• GIVEN PROBLEM: Copy out every line below that contains the word "pale", matching case exactly.

• RECORDS SHOWN:
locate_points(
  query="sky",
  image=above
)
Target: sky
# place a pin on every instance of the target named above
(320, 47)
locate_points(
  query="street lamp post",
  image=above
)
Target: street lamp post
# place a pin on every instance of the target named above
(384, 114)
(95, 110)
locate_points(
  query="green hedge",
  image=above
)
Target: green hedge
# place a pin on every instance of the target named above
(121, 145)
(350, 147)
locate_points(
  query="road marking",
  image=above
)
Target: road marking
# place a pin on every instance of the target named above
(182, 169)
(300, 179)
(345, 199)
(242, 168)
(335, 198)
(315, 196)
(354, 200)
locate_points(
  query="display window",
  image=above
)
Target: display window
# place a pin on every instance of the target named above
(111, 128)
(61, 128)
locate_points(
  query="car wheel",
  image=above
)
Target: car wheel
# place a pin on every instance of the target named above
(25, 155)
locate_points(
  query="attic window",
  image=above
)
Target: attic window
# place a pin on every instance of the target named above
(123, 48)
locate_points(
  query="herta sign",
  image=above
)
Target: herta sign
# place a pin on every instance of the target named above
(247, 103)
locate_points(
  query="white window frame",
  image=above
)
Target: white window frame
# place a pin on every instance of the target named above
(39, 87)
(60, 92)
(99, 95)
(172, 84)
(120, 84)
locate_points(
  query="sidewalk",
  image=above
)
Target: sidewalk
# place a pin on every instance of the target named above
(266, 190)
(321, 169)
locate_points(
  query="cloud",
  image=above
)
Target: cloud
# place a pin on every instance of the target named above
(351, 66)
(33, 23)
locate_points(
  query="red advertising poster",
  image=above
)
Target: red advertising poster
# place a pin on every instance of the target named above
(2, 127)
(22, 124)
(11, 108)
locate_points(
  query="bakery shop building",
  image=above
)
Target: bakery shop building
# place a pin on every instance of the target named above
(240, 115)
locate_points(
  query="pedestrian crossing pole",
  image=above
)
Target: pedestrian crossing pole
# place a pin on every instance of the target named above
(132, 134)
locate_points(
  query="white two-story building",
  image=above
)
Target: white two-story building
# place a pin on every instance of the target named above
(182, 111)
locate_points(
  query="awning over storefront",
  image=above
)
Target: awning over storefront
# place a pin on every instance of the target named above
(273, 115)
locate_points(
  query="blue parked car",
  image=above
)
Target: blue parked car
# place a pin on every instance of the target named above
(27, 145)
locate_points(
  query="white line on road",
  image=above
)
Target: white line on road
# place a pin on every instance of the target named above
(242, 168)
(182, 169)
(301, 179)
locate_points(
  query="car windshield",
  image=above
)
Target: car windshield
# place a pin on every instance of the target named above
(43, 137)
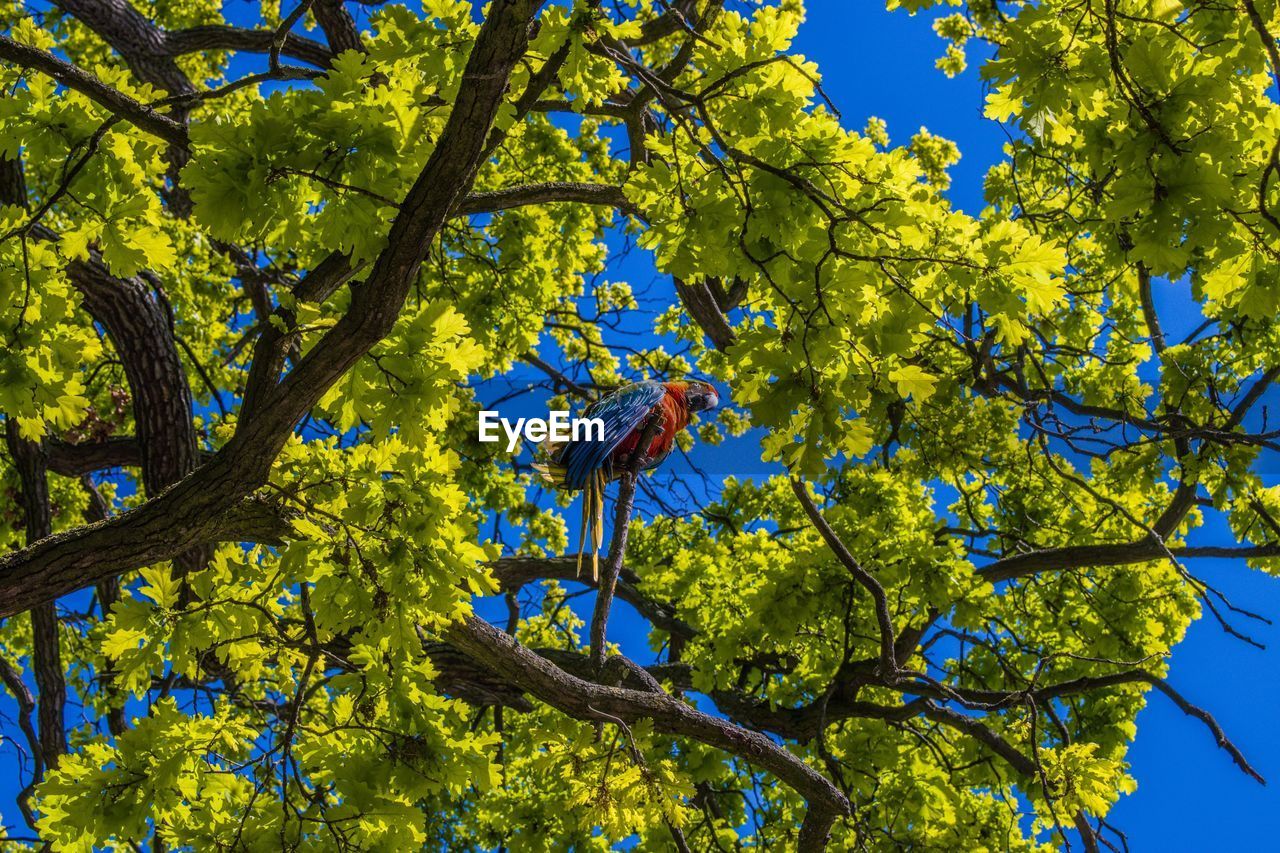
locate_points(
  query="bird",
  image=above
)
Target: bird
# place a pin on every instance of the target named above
(590, 464)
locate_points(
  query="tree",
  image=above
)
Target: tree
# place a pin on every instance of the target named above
(250, 318)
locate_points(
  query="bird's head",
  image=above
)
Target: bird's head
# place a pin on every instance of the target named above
(700, 396)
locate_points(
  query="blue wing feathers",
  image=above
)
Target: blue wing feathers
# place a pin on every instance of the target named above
(621, 411)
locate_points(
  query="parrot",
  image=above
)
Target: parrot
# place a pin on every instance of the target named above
(589, 465)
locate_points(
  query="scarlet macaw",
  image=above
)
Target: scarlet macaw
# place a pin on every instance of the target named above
(592, 464)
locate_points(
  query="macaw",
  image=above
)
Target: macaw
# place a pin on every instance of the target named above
(589, 465)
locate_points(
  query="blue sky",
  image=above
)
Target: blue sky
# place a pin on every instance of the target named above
(1191, 797)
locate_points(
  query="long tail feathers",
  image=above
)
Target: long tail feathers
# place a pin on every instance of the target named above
(598, 520)
(593, 511)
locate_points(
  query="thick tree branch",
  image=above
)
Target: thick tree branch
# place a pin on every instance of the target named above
(588, 701)
(542, 194)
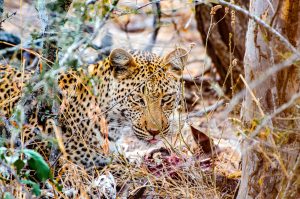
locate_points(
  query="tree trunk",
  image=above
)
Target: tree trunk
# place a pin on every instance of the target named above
(270, 160)
(228, 35)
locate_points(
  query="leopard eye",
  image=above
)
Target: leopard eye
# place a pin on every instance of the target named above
(138, 100)
(167, 99)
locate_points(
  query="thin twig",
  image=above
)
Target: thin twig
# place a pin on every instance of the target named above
(206, 110)
(276, 112)
(89, 39)
(156, 24)
(262, 23)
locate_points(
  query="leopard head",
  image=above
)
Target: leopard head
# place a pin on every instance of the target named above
(146, 90)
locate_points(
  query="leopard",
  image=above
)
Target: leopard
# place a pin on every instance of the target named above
(129, 88)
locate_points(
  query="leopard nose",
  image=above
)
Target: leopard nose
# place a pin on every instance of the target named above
(153, 132)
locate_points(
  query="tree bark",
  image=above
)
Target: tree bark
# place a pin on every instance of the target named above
(270, 159)
(228, 35)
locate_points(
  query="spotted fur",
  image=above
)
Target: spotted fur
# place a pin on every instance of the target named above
(132, 89)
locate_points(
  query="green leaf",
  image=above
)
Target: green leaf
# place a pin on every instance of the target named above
(19, 164)
(37, 163)
(35, 187)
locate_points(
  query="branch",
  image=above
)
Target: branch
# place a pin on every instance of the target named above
(260, 22)
(88, 40)
(156, 24)
(206, 110)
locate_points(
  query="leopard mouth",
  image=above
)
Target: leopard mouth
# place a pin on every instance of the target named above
(147, 137)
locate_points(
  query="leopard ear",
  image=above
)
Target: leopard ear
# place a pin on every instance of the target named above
(177, 59)
(122, 62)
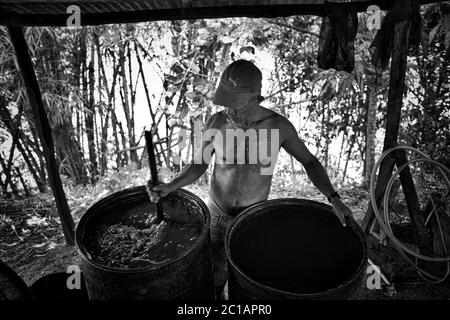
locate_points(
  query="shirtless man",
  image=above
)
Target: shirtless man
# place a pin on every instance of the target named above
(236, 185)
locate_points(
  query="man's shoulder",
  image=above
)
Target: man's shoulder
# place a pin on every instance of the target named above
(276, 119)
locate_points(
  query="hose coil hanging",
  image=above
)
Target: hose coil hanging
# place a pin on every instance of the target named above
(385, 225)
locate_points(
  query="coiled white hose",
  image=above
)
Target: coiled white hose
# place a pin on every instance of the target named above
(384, 220)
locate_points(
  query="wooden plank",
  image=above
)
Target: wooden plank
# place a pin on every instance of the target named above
(177, 10)
(44, 130)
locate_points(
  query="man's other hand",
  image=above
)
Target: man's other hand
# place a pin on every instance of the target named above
(341, 211)
(158, 192)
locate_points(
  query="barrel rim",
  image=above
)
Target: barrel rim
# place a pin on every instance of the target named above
(245, 213)
(79, 232)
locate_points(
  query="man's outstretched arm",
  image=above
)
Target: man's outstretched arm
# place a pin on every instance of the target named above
(291, 142)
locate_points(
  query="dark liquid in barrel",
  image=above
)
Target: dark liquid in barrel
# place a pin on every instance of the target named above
(299, 250)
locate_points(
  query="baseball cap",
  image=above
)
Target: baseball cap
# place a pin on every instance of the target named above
(239, 82)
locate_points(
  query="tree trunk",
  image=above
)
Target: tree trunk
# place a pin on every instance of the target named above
(371, 131)
(90, 110)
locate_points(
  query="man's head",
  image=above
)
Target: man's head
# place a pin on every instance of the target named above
(240, 84)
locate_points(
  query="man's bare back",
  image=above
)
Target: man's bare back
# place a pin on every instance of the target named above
(235, 186)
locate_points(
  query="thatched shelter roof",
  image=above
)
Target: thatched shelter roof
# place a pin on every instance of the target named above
(94, 12)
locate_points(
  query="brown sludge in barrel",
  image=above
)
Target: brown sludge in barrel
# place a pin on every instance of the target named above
(128, 246)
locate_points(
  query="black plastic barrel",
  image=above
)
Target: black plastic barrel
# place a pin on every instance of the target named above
(187, 276)
(12, 286)
(294, 249)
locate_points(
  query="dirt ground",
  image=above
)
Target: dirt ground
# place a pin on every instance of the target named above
(33, 245)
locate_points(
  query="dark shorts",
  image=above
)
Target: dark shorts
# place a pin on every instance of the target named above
(220, 221)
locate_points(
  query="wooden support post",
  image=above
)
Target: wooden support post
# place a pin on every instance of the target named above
(44, 130)
(395, 100)
(394, 106)
(412, 202)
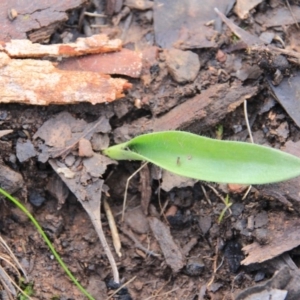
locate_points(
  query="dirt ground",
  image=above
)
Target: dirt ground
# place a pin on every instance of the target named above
(192, 79)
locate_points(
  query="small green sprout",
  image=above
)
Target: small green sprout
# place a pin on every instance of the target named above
(227, 206)
(207, 159)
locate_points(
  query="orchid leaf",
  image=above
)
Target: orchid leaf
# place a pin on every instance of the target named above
(207, 159)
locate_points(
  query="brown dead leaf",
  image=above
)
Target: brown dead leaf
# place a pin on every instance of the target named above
(124, 62)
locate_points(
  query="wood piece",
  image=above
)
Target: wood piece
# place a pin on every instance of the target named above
(99, 43)
(198, 113)
(172, 253)
(34, 15)
(125, 62)
(38, 82)
(284, 236)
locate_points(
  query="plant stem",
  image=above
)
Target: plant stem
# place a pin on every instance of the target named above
(47, 241)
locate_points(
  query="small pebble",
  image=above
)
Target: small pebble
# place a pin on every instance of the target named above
(36, 199)
(262, 236)
(194, 267)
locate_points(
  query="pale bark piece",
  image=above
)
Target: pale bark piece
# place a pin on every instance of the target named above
(182, 23)
(284, 236)
(38, 82)
(279, 16)
(172, 253)
(243, 7)
(197, 114)
(125, 62)
(94, 44)
(43, 16)
(286, 192)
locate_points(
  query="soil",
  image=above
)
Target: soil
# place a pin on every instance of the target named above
(208, 262)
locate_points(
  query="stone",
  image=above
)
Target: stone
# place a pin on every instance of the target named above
(183, 66)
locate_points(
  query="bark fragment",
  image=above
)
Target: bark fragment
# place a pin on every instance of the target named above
(38, 82)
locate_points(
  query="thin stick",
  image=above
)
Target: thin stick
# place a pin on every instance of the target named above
(126, 188)
(221, 197)
(292, 14)
(247, 122)
(113, 228)
(137, 243)
(205, 194)
(251, 139)
(123, 285)
(215, 264)
(163, 294)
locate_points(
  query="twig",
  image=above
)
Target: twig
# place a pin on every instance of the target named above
(126, 188)
(113, 227)
(123, 285)
(247, 121)
(221, 197)
(251, 139)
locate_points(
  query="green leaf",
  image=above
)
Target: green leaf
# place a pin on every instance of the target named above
(202, 158)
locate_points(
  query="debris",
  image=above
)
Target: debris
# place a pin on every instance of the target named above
(100, 141)
(200, 112)
(24, 150)
(194, 267)
(10, 180)
(145, 187)
(36, 198)
(139, 4)
(85, 148)
(205, 223)
(5, 132)
(267, 37)
(57, 188)
(243, 7)
(281, 286)
(171, 180)
(94, 44)
(182, 65)
(113, 228)
(173, 255)
(183, 23)
(88, 196)
(62, 133)
(234, 255)
(124, 62)
(283, 191)
(245, 36)
(283, 235)
(96, 165)
(137, 221)
(38, 82)
(280, 16)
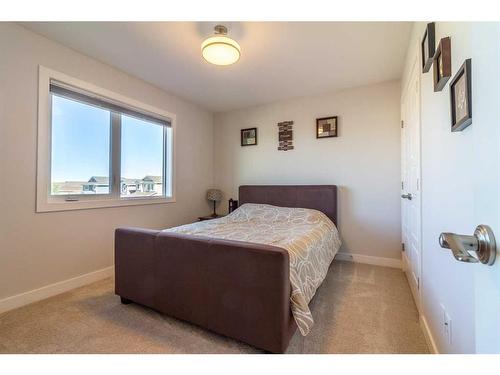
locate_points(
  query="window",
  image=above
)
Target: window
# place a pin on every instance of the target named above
(99, 149)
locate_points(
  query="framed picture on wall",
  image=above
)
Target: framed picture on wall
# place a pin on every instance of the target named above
(428, 47)
(326, 127)
(249, 137)
(442, 64)
(461, 98)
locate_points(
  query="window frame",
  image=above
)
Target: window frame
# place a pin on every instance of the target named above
(45, 201)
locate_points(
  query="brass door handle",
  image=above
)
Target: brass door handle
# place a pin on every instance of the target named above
(482, 243)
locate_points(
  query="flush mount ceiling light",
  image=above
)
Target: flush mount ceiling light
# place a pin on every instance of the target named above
(220, 49)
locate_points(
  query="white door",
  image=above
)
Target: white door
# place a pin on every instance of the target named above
(473, 183)
(410, 185)
(486, 155)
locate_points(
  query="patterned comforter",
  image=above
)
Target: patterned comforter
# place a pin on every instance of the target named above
(309, 236)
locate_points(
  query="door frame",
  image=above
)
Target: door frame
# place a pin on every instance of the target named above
(414, 72)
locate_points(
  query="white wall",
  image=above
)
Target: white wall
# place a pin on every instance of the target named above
(364, 161)
(44, 248)
(449, 165)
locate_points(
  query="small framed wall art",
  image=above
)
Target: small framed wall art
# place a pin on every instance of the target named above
(249, 137)
(461, 98)
(428, 47)
(442, 64)
(285, 135)
(326, 127)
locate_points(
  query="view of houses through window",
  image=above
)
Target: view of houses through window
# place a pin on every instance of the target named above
(146, 186)
(81, 151)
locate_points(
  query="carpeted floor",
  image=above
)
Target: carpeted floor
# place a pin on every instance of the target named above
(358, 309)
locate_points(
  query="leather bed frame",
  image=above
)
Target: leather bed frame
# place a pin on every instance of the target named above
(237, 289)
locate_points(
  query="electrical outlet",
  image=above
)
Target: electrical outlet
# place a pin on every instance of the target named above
(446, 324)
(447, 328)
(443, 319)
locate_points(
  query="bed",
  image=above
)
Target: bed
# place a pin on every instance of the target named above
(241, 276)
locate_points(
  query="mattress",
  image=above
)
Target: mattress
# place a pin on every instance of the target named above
(309, 236)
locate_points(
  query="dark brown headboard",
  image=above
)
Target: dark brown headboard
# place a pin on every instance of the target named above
(318, 197)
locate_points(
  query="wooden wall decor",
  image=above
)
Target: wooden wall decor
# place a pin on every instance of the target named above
(428, 47)
(442, 64)
(461, 97)
(285, 136)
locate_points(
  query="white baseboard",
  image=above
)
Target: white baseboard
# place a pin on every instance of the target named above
(47, 291)
(377, 261)
(429, 338)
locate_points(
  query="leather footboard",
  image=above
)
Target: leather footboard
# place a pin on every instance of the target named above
(237, 289)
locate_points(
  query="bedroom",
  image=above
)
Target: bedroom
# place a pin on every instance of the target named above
(344, 157)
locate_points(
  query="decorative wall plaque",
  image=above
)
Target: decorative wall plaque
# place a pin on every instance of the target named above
(285, 136)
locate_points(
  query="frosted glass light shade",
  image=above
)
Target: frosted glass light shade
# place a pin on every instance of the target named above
(220, 50)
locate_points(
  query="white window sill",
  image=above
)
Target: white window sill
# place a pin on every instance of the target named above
(104, 203)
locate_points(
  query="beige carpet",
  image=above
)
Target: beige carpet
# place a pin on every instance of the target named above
(358, 309)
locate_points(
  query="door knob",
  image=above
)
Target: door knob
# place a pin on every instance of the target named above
(482, 243)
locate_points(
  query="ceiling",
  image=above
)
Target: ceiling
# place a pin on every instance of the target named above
(279, 60)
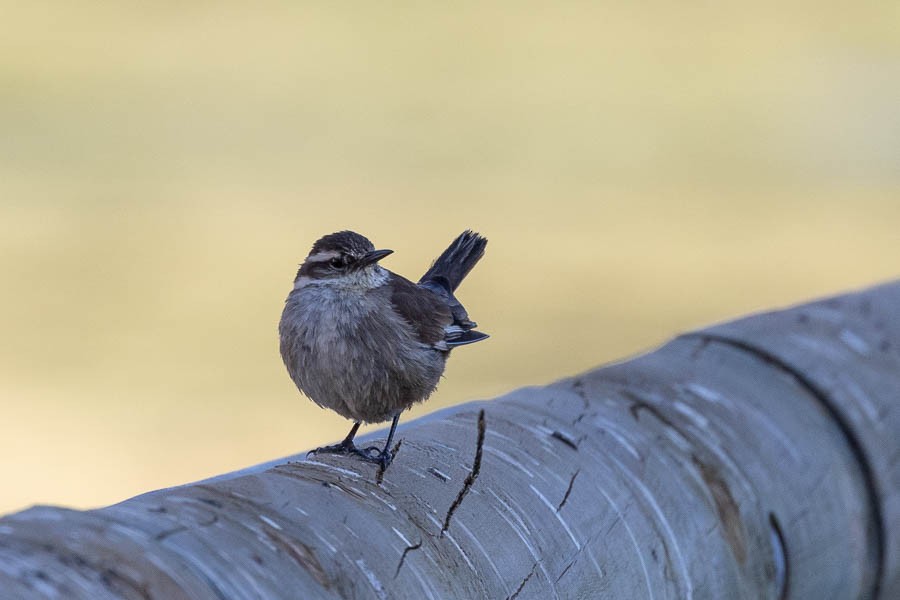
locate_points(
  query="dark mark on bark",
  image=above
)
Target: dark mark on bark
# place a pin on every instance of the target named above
(878, 524)
(169, 532)
(522, 585)
(438, 474)
(406, 551)
(565, 439)
(114, 582)
(568, 491)
(727, 509)
(302, 554)
(472, 476)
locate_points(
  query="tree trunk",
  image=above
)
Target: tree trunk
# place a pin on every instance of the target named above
(755, 459)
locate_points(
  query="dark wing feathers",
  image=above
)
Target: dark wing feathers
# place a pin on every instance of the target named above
(427, 314)
(426, 310)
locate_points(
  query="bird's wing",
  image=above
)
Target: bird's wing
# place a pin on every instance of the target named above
(430, 316)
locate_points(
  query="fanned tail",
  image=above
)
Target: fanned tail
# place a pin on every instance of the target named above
(452, 266)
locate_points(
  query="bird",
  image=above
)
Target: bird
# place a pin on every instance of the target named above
(368, 343)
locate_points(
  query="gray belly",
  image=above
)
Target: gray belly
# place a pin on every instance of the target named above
(360, 360)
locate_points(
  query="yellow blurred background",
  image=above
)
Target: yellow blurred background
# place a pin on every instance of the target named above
(640, 169)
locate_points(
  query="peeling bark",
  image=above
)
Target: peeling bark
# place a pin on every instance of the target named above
(754, 459)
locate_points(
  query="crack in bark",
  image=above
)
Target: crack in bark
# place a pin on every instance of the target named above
(566, 570)
(522, 585)
(471, 477)
(856, 447)
(558, 435)
(406, 551)
(568, 491)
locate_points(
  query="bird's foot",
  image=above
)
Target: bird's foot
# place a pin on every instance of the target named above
(345, 447)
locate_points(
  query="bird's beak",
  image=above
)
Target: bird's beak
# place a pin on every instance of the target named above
(372, 257)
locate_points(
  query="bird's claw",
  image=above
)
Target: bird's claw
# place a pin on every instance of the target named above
(342, 448)
(376, 455)
(372, 454)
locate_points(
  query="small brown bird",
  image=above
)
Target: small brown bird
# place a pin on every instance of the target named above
(368, 343)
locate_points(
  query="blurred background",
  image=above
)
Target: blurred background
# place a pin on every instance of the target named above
(641, 169)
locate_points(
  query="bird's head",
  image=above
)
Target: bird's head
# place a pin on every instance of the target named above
(343, 259)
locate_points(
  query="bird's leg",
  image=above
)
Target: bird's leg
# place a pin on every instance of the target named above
(382, 457)
(345, 447)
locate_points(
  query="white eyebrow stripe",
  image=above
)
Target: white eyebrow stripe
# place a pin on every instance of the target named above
(322, 256)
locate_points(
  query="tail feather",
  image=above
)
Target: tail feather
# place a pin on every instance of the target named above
(452, 266)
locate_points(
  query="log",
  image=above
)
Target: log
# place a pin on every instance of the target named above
(755, 459)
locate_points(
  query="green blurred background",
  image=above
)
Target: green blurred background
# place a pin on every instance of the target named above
(640, 169)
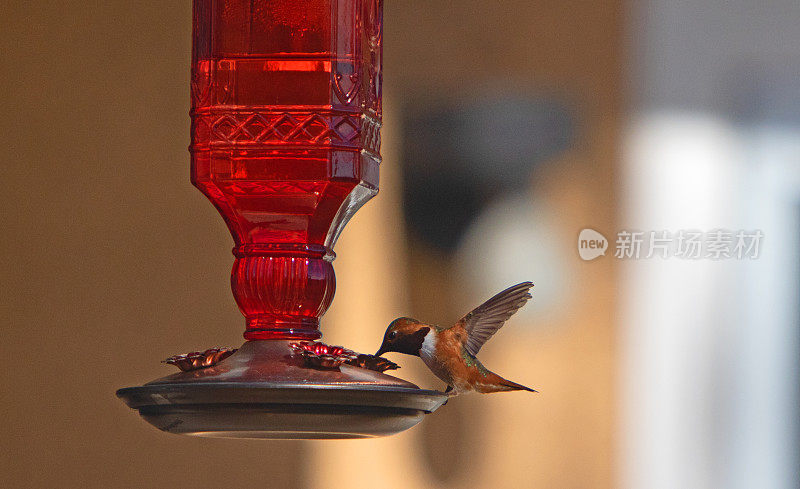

• PROBLEM SOLUTION:
  query="pale bark piece",
Target: pale bark piece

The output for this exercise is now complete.